It was because of the four big changes that I made in my life:

  1. I decided to be my true self, no matter what. My voice is my voice. My thoughts are my thoughts.
  2. I stopped caring about the things that tradition wants me to care about (money, materials, status).
  3. I started ignoring people who weren’t in line with my visions, and befriending people who were.
  4. I created habits to strengthen my mind and keep myself from making weak decisions (which I learned from the new friends I sought out).

You see, when you surround yourself with people who are working toward a common goal, everyone benefits from all success that is shared individually within the group. Everything is applicable to all participants, at all times.

Now, let me be extremely direct.

If you want to create the life you love, stop letting your fears control your mind. Stop hanging out with ass-weenies who suck your good energy into black holes of wasted time, money, and momentary indulgences. Stop being the person that everyone else wants you to be, and start being the weird fucking lunatic you are behind closed doors. Be relentless in pursuing what you want, and quit caring about what everyone else thinks.

We all have a creative maniac inside of us. You know exactly what I’m talking about. That enlightened person you are in the shower when nobody else is in the house. The person you are around your closest friends from childhood whom you trust more than anyone else in the world. The person you are when you are creating with passion, without any external motive. The person you are when you rip a nasty fart in public and giggle quietly to yourself as others around you freak out. The person you are when you cry yourself to sleep because you can’t handle the misery of your current situation. Don’t be ashamed of that person, because that’s the person who understands the importance of attacking your dreams. It’s the real you.

____

Given problem 1:
Collect every line of the records that contains the string "marker", treating uppercase and lowercase as different.
The records are unrelated to the text above.

Stored rows:

____

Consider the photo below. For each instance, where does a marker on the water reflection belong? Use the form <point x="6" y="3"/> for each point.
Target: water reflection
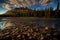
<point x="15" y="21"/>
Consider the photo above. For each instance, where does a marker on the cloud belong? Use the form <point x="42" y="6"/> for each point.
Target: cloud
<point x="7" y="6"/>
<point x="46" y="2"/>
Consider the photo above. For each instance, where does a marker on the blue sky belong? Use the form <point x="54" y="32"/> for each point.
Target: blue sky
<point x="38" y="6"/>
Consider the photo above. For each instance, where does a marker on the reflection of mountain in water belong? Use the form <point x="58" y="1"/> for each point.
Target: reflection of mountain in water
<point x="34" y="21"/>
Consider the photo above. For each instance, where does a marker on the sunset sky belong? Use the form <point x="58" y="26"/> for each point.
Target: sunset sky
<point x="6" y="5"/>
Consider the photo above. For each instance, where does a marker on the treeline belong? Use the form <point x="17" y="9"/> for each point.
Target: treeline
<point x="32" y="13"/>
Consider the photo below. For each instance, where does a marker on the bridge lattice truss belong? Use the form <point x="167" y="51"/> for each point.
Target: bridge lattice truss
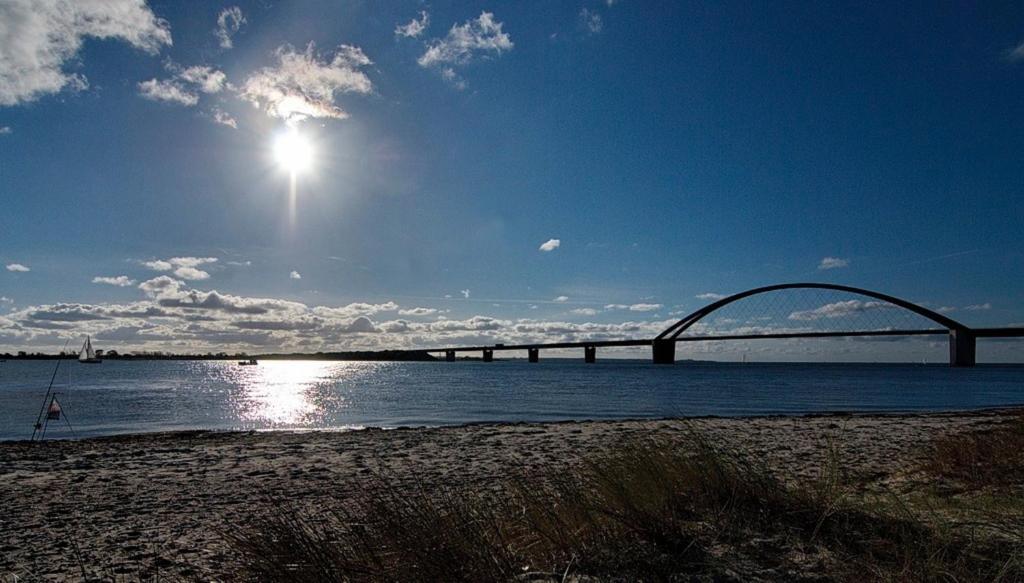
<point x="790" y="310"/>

____

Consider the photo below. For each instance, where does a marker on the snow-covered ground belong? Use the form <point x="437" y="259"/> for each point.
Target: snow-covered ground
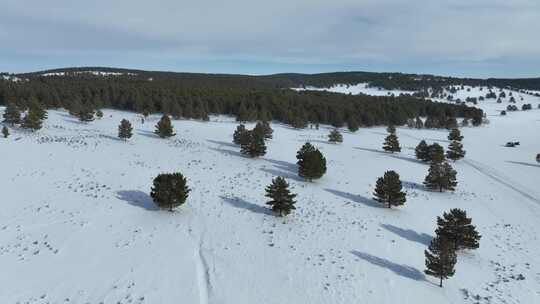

____

Given problem 2:
Please say whether each statement agrees with the text on making four big life changes, answering yes or no and quoting the words of the text that decide it: (a) The writer made four big changes. (b) The writer stopped caring about money, materials and status. (c) The writer learned the new habits from family members.

Worked answer 1:
Consider the photo below. For each instance, where does a marker on the water reflection belong? Use the form <point x="6" y="3"/> for each point.
Consider the photo above. For each instance, where does a marker on the cloud belong? Use the form <point x="42" y="6"/> for each point.
Consider the photo above. For each instance, where does a marker on the blue sky belong? Use the form <point x="54" y="32"/> for each point.
Consider the photo above. For each instance, where does a marker on the reflection of mountain in water belong? Use the form <point x="58" y="1"/> for each point.
Consider the photo above. For each instance, where does a marker on the sunset sky belong? Use the form <point x="58" y="26"/> for each point.
Consider the photo above. For each instance, where does a marker on the treeline belong? Use the form <point x="17" y="9"/> for each point.
Consider the photo below. For each instance, where does a marker on the bridge lattice truss belong? Use the form <point x="167" y="51"/> for each point.
Consider the photo below. For each instance, where does a marker on the snow-covered ground belong? Use the form <point x="437" y="259"/> for each point.

Worked answer 2:
(a) Yes: "It was because of the four big changes that I made in my life"
(b) Yes: "I stopped caring about the things that tradition wants me to care about (money, materials, status)."
(c) No: "which I learned from the new friends I sought out"